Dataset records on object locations
● ● ●

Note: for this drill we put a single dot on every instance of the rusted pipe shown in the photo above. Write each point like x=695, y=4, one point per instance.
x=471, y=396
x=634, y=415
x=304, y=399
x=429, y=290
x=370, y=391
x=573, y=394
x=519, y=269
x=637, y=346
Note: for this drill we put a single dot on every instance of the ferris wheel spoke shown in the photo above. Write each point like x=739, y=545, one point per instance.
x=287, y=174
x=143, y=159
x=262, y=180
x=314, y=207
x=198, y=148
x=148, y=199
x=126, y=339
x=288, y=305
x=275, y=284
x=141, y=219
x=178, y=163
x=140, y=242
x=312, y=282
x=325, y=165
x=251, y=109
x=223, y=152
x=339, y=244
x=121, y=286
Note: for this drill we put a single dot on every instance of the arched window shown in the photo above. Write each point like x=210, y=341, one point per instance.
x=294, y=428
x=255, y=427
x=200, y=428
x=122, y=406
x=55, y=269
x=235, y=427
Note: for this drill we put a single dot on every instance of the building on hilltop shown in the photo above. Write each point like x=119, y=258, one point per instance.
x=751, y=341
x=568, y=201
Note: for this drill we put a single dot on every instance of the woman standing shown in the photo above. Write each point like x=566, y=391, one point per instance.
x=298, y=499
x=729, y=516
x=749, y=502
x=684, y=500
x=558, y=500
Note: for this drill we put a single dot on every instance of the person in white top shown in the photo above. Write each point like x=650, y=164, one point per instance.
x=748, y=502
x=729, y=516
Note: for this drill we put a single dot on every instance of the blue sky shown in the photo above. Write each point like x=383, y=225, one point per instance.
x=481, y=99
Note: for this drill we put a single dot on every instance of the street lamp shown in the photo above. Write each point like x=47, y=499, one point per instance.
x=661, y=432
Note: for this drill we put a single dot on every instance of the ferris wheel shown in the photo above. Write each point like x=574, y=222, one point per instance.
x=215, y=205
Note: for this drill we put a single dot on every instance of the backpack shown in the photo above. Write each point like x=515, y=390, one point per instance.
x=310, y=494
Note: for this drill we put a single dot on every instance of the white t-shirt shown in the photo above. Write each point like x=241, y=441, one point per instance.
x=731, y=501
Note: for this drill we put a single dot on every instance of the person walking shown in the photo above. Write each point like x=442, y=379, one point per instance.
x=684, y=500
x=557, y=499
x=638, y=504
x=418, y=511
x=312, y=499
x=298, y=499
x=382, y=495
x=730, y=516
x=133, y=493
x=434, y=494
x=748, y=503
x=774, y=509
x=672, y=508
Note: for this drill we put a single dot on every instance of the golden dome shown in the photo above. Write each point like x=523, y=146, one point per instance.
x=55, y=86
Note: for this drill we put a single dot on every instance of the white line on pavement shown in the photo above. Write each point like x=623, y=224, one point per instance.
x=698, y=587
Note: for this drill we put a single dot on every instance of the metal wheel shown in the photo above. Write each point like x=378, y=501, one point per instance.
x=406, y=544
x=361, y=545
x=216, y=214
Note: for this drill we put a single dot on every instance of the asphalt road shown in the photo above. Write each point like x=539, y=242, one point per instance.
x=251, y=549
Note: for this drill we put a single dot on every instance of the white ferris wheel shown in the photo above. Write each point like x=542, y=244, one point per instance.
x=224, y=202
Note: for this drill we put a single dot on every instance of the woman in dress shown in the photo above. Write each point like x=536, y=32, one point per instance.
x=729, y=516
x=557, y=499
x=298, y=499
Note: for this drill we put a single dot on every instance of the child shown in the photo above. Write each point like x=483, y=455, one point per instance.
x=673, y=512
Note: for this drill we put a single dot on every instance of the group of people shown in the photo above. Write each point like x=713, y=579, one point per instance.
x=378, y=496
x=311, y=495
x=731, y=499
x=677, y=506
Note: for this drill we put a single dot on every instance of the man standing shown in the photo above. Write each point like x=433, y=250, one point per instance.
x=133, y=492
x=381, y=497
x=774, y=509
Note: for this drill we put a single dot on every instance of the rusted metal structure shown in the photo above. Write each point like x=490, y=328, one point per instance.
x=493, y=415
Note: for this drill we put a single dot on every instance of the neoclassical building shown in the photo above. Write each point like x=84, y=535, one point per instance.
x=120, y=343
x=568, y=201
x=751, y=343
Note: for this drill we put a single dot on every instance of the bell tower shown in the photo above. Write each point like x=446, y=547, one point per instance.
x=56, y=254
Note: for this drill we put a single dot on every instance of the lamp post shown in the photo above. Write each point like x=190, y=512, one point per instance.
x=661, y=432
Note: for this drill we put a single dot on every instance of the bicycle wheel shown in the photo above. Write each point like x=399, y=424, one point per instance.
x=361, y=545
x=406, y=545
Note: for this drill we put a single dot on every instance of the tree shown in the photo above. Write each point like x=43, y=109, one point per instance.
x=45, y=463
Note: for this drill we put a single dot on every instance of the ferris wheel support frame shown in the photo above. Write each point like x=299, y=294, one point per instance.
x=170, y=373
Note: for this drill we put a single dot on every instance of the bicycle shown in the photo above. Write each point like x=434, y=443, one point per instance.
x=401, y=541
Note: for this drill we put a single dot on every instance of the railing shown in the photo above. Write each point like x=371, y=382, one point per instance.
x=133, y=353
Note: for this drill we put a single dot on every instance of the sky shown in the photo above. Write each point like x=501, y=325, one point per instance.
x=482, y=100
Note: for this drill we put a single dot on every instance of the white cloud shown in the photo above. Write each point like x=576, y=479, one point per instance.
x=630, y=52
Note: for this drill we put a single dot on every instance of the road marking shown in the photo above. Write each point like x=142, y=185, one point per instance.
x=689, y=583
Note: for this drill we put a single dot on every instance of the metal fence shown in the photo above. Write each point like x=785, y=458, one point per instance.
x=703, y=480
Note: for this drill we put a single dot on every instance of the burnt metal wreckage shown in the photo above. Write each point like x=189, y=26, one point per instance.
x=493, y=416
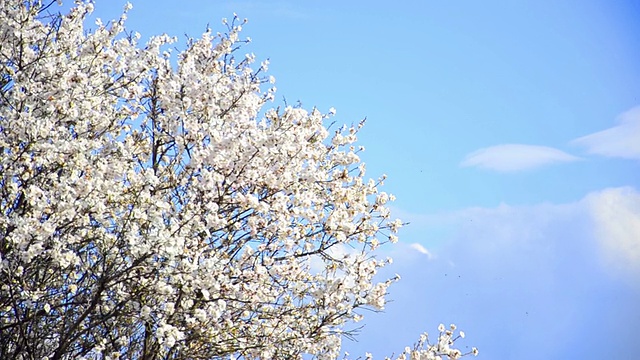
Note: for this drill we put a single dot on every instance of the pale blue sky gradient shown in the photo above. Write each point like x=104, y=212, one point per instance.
x=496, y=123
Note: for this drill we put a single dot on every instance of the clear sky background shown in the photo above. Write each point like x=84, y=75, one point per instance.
x=510, y=132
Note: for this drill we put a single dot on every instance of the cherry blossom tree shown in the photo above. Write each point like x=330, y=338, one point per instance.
x=153, y=207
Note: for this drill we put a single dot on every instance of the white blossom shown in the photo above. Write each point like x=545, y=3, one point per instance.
x=151, y=204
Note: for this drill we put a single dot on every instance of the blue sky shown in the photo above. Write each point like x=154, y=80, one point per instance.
x=511, y=137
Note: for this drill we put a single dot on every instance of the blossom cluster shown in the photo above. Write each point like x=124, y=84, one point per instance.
x=151, y=206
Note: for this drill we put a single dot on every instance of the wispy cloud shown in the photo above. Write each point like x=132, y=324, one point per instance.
x=515, y=157
x=527, y=275
x=616, y=216
x=622, y=140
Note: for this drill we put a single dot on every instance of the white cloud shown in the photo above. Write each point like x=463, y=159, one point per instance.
x=622, y=140
x=515, y=157
x=616, y=216
x=527, y=275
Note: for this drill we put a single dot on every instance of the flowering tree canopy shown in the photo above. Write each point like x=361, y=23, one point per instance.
x=151, y=207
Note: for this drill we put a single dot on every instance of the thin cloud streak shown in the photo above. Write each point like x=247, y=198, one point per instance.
x=515, y=157
x=621, y=141
x=526, y=274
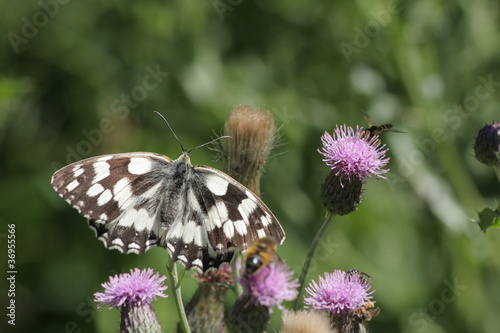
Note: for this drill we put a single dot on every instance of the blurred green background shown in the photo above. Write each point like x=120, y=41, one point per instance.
x=74, y=83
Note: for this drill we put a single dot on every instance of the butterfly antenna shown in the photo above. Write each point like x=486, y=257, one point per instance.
x=210, y=142
x=171, y=130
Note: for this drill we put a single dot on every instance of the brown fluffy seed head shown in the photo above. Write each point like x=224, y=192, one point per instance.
x=252, y=135
x=306, y=322
x=487, y=145
x=341, y=196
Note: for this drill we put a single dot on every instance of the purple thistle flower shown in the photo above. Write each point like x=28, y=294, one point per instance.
x=271, y=285
x=338, y=293
x=354, y=154
x=138, y=287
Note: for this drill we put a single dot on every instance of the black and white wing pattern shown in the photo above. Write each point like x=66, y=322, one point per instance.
x=135, y=201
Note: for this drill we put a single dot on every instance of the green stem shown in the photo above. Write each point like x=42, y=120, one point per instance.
x=174, y=282
x=497, y=171
x=310, y=255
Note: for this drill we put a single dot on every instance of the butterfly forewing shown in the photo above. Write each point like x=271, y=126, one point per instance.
x=135, y=201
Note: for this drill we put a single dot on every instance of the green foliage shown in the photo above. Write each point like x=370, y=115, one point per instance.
x=81, y=78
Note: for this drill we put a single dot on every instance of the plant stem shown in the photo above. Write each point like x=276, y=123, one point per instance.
x=238, y=288
x=310, y=255
x=174, y=281
x=497, y=171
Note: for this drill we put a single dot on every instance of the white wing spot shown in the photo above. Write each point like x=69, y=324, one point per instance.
x=77, y=172
x=95, y=190
x=71, y=186
x=101, y=170
x=117, y=242
x=182, y=258
x=139, y=165
x=246, y=207
x=217, y=185
x=105, y=158
x=104, y=198
x=197, y=263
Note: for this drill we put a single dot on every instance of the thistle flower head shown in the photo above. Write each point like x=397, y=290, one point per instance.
x=354, y=154
x=487, y=145
x=127, y=289
x=338, y=293
x=306, y=322
x=271, y=285
x=244, y=155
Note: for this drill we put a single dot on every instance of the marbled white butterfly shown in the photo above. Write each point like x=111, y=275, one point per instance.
x=135, y=201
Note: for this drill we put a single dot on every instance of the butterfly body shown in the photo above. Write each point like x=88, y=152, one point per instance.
x=135, y=201
x=376, y=129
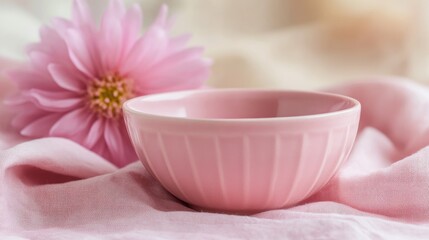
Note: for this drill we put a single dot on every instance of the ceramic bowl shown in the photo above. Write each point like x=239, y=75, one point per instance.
x=242, y=151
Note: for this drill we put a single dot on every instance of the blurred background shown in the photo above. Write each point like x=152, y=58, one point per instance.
x=296, y=44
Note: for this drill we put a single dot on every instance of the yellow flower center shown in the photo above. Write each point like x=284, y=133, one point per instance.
x=107, y=94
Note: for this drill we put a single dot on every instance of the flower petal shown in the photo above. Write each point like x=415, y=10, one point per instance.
x=54, y=101
x=94, y=134
x=81, y=13
x=29, y=78
x=72, y=123
x=146, y=51
x=162, y=20
x=66, y=79
x=114, y=142
x=131, y=27
x=111, y=43
x=41, y=126
x=26, y=113
x=79, y=52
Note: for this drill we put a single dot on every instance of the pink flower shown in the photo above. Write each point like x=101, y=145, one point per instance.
x=80, y=74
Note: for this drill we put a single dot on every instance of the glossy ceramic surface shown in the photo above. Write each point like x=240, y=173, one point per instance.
x=242, y=150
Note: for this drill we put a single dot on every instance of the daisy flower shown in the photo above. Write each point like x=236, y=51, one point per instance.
x=81, y=72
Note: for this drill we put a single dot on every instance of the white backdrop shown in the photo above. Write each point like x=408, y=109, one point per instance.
x=297, y=44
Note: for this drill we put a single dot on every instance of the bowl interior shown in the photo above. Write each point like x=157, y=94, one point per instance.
x=239, y=104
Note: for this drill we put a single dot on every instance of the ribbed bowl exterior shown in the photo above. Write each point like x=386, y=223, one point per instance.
x=243, y=166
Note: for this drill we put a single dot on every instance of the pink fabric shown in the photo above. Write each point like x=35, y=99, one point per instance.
x=55, y=189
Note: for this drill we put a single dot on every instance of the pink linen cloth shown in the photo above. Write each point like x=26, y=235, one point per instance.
x=53, y=188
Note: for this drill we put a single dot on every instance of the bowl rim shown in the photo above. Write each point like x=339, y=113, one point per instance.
x=355, y=107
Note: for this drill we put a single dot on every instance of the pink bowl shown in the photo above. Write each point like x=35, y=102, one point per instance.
x=242, y=151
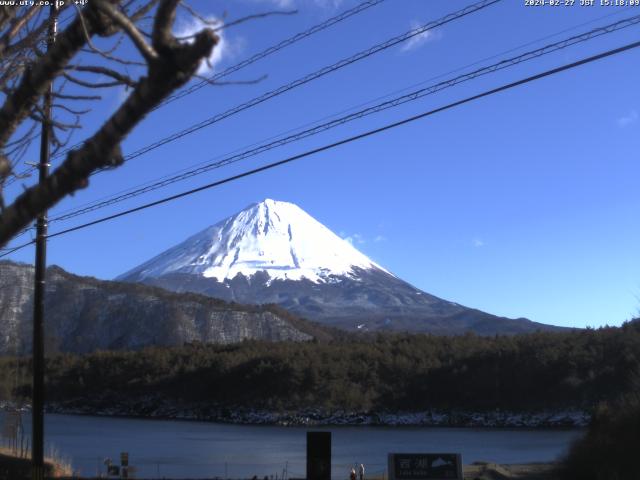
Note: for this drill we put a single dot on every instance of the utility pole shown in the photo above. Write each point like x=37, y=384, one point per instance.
x=37, y=410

● ● ●

[WORK TO COMPLETE]
Output the material from the line with "y=222, one point per instance." up to and including the line with "x=310, y=494" as a Markdown table with the columns Row and Line, numbering each line and omitting blank lines.

[TASK ANSWER]
| Row | Line |
|---|---|
| 1 | Note: for this drill we put a single dot on every instance of the ferris wheel shown in the photo above. Write each point like x=574, y=222, one point per instance. |
| 2 | x=215, y=205 |
| 3 | Note: for this drill we put a single dot on every instance of the backpack shown in the photo above. Write each point like x=515, y=390, one point per instance. |
| 4 | x=310, y=494 |